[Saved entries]

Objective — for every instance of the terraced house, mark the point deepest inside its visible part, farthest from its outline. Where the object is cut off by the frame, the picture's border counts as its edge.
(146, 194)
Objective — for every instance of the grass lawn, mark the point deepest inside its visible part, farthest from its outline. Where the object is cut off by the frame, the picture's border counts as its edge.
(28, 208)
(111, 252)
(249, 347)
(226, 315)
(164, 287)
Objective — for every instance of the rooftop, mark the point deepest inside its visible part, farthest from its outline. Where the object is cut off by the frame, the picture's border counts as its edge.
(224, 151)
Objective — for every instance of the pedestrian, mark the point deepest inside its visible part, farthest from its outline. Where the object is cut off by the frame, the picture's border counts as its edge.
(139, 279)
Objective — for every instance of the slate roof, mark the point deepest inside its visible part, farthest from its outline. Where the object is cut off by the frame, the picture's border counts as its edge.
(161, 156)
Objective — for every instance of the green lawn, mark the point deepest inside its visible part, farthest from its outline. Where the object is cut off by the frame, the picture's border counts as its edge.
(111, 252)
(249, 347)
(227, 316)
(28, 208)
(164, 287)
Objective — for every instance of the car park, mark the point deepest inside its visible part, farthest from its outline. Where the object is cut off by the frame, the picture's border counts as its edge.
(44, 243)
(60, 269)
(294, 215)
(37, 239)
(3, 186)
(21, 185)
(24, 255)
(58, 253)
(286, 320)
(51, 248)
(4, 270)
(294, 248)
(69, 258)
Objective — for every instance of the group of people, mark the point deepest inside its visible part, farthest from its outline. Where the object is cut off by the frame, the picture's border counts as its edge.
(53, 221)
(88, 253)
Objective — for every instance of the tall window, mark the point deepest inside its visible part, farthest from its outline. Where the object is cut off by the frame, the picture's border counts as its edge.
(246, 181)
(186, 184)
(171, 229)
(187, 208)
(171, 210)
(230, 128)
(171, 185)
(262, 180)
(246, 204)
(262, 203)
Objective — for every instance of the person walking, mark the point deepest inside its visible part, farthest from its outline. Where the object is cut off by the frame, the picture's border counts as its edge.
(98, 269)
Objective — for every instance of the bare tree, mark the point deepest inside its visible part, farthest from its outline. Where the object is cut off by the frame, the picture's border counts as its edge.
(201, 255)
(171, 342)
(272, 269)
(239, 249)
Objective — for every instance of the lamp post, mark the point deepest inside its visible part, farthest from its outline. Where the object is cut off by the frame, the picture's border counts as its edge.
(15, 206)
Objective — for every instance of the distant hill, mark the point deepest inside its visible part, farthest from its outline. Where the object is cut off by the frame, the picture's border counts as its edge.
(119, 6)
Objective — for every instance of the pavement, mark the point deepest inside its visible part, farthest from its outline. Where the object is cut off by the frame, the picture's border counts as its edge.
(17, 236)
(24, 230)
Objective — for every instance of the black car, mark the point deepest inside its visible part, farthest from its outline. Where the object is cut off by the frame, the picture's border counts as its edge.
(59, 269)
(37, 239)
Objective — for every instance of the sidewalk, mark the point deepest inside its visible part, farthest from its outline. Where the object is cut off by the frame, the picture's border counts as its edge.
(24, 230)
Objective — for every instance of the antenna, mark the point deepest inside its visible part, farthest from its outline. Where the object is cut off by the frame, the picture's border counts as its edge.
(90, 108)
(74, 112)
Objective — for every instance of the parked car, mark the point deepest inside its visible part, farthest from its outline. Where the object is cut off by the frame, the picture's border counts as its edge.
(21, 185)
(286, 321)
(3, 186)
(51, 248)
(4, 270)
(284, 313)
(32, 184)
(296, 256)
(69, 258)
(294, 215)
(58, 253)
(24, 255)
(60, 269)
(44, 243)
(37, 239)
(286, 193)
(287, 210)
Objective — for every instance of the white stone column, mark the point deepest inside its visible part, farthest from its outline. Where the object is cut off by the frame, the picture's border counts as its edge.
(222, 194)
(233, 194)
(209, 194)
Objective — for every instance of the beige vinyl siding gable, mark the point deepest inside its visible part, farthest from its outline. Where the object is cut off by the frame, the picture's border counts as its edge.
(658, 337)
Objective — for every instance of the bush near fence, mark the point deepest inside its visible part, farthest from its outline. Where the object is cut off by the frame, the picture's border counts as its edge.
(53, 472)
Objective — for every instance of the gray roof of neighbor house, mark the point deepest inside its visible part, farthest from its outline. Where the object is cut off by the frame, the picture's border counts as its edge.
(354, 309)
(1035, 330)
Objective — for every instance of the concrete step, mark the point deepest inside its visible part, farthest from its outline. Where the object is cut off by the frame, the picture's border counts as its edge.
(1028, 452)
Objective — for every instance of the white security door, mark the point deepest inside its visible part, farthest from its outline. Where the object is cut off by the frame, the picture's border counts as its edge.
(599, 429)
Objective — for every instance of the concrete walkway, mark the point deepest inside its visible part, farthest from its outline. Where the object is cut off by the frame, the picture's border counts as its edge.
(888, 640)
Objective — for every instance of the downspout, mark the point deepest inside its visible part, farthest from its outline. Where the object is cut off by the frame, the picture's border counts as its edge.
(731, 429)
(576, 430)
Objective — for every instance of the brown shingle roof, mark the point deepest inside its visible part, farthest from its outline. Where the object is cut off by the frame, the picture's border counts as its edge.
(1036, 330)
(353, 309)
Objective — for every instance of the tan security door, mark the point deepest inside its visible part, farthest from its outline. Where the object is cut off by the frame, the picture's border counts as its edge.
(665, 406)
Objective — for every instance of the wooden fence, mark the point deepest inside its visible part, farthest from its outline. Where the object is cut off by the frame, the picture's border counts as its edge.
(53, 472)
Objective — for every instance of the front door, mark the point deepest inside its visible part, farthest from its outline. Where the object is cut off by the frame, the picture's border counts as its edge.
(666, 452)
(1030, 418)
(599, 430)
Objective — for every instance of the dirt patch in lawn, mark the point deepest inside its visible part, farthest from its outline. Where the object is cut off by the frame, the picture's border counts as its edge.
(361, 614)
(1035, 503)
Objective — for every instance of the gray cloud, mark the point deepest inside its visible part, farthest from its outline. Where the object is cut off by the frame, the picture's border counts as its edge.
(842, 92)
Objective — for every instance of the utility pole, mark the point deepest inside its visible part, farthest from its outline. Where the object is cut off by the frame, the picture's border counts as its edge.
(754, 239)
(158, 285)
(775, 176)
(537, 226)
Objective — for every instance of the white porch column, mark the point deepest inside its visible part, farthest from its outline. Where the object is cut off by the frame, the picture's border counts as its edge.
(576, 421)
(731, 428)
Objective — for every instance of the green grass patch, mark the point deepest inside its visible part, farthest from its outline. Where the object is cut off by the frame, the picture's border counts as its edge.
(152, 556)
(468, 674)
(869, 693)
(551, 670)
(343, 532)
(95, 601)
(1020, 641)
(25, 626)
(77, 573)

Exercise objective
The whole set of records needs to be written out exactly.

Expected answer
Objective — for every instance of the terraced house, mark the point deepest inside its visible part, farthest from its outline. Where the object is cut off by the frame, the picture's border counts as its edge.
(146, 194)
Objective — for every instance of the grass lawn, mark the point deepest inside its visible part, farthest from its outline. Where the object is cut off by the frame, the picture's border counts as its edge.
(28, 208)
(111, 252)
(249, 347)
(226, 315)
(164, 287)
Objective — for every instance of the rooftop, mark the point deepest inside its visible part, farthest from its outline. Where the object is cut off by the frame, the picture's border counts as its edge.
(224, 151)
Objective — for every instance of the pedestrian, mark the point deepest inside its visible part, farthest from its outline. Where the object is cut off by the frame, the picture's border counts as its edge.
(139, 279)
Objective — for every instance of the slate roof, mark the point deepest inside its visible part, farthest from its outline. Where the object is cut off by the frame, the picture's border counts as its edge.
(161, 156)
Objective — for every instance of the green lawn, mark the point deepest inside its visible part, farthest from its outline. Where the object is cut off by the frame, the picture's border counts as its edge.
(111, 252)
(249, 347)
(227, 316)
(28, 208)
(164, 287)
Objective — for every instance of the car park, mark the point deepest inside its visible part, farthest from its outline. Where the object is cut off by the frame, the picture's border counts as its edge.
(44, 243)
(60, 269)
(294, 215)
(37, 239)
(3, 186)
(21, 185)
(24, 255)
(58, 253)
(286, 320)
(51, 248)
(4, 270)
(294, 248)
(69, 258)
Objective — for every instance of the group of people, mark the point deepest inside its visible part, farthest from its outline. Where the object is cut off by the frame, the picture's border counts as its edge.
(53, 221)
(88, 253)
Objective — for every instance of the tall window, mark the point deepest inside its visible part, farthest from its outline. Where the object is cut off by the frame, the picture's border counts as its edge.
(246, 181)
(186, 184)
(171, 229)
(187, 208)
(171, 210)
(230, 128)
(171, 185)
(262, 180)
(246, 204)
(262, 203)
Objective — for every instance of the person walking, mark the point deepest inside its visible part, farthest from its outline. Where the object is cut off by the frame, the picture's border counts as its edge.
(98, 269)
Objective — for every instance of the bare tree, mark the point deepest inside its visible part, farthest from its outline. Where the object is cut off by the frame, the picture's border counts as its edge.
(201, 255)
(171, 342)
(272, 269)
(239, 249)
Objective — for every instance of the lamp post, mark the point deepest inside its visible part, farthest from its outline. Where the object is cut off by the frame, the picture's border counts as its edge.
(15, 206)
Objective — for every instance of the distant hill, mark the point deepest inside its visible part, farthest from its outline. Where the object is cut off by the frame, the picture's border counts as its edge.
(119, 6)
Objective — for every instance of the pavement, mark the point deepest inside its visible part, farthest from its outline. Where the object is cut off by the frame, the picture's border counts as its edge.
(17, 236)
(24, 230)
Objective — for every instance of the black car, mark the point deepest inside its visible part, farthest from its outline. Where the object is cut off by the frame, the picture's border counts as its edge.
(59, 269)
(37, 239)
Objective — for every instance of the sidewalk, mark the point deepest inside its visible part, farthest from its outline. Where the object is cut off by the frame, the picture's border counts as its edge.
(24, 230)
Objective — for every instance of the antenna, mark the point deepest inside its visible part, farthest from its outline. Where the object is cut off by the frame, the picture's border counts as its edge.
(90, 108)
(74, 112)
Objective — for every instance of the parked car, mark the point deepest inside its visible part, farthest from its outline. Where the object is cut off by the frame, the picture's border counts as its edge.
(21, 185)
(286, 321)
(3, 186)
(51, 248)
(4, 270)
(284, 313)
(32, 184)
(296, 256)
(69, 258)
(294, 215)
(58, 253)
(24, 255)
(60, 269)
(44, 243)
(37, 239)
(286, 193)
(287, 210)
Objective — for every instance of the white stone column, mark the point deepest inside its visible part, farthest from its outline. Where the object is cut off by the frame, the picture's border counts as its edge.
(222, 194)
(233, 194)
(209, 194)
Objective — for every instance of the beige vinyl siding gable, mark the point deepest inside its visible part, farthest from its outline. Where the object is cut off by the frame, the picture's border counts as its edge.
(658, 337)
Objective — for every instance of the bush near fence, mark the point deepest inside its visible part, farthest from its outline. Where the object is cut off by the frame, the picture's border counts as its edge.
(53, 472)
Objective — for every instance of the gray roof of neighbor house, mark the point deepest inside its visible part, farthest from its outline. Where the object is cut off by the frame, the picture's border counts as its edge.
(354, 309)
(1035, 330)
Objective — for every instance of the concrete step, mark the point deepest inside its visible part, farthest from its outline. Where the object is cut off by the frame, the picture's border counts as its edge.
(1028, 452)
Objective — for every instance of the white security door, mark the point deepest inside its visible part, farthest from its outline. Where the object is cut off by the frame, the picture's border counts as its edge.
(599, 429)
Objective — for every instance of the concrete walkway, mark the point deepest inside its visible part, farthest from its outline. Where the object is cut off by the frame, the picture's border counts as its edge.
(888, 640)
Objective — for every instance of the downspout, mark the point deepest inside its visible part, farthest from its outline. Where the object is cut off by the frame, the picture's border counts as its edge.
(731, 429)
(576, 430)
Objective — for every instance of the brown shingle roof, mark the point deepest inside its visible part, farthest from its outline. Where the object is cut off by the frame, the picture's border counts as its edge.
(1036, 330)
(353, 309)
Objective — for every instance of the tan security door, mark the point deepest inside its visible part, farthest from its outline. Where the object is cut off by the frame, the picture's border counts as its edge.
(665, 406)
Objective — for every instance of the wooden fence, mark the point deepest inside its visible part, farthest from its outline. Where the object is cut off by the frame, the picture's border counts as its edge.
(53, 472)
Objective — for every instance of the front door, mark the point deepest inside its visible part, farthest from its outline. Where the object is cut off by the frame, the picture's border counts as its edge.
(666, 452)
(1030, 418)
(599, 430)
Objective — for every instance of the dirt patch in lawn, mark the point deepest inside its visible part, farthest from its outline. Where the object is cut off by the frame, the picture's border counts as its edge.
(361, 614)
(1035, 503)
Objective — for every instance of the gray cloud, mark the point deepest inside its visible part, farthest from its outline. Where the object is cut off by the frame, the picture's border counts as its edge.
(842, 92)
Objective — for every instance of the utility pole, mark the point deepest inside its visible part, farthest from its outline. Where the object is cut off by the frame, the picture's border counts as its edge.
(754, 239)
(158, 285)
(775, 176)
(537, 226)
Objective — for every instance of the white porch column, mark the point deepest inside its visible part, farthest from its outline. Where the object is cut off by the frame, the picture's border counts as its edge.
(576, 421)
(731, 428)
Objective — for every instance of the green grass patch, mark the point deepest inside its visible part, farthest from its outline. Where the object is cut off by the frame, the picture's border counts as its edge.
(152, 556)
(468, 674)
(869, 693)
(551, 670)
(343, 532)
(95, 601)
(1020, 641)
(25, 626)
(77, 573)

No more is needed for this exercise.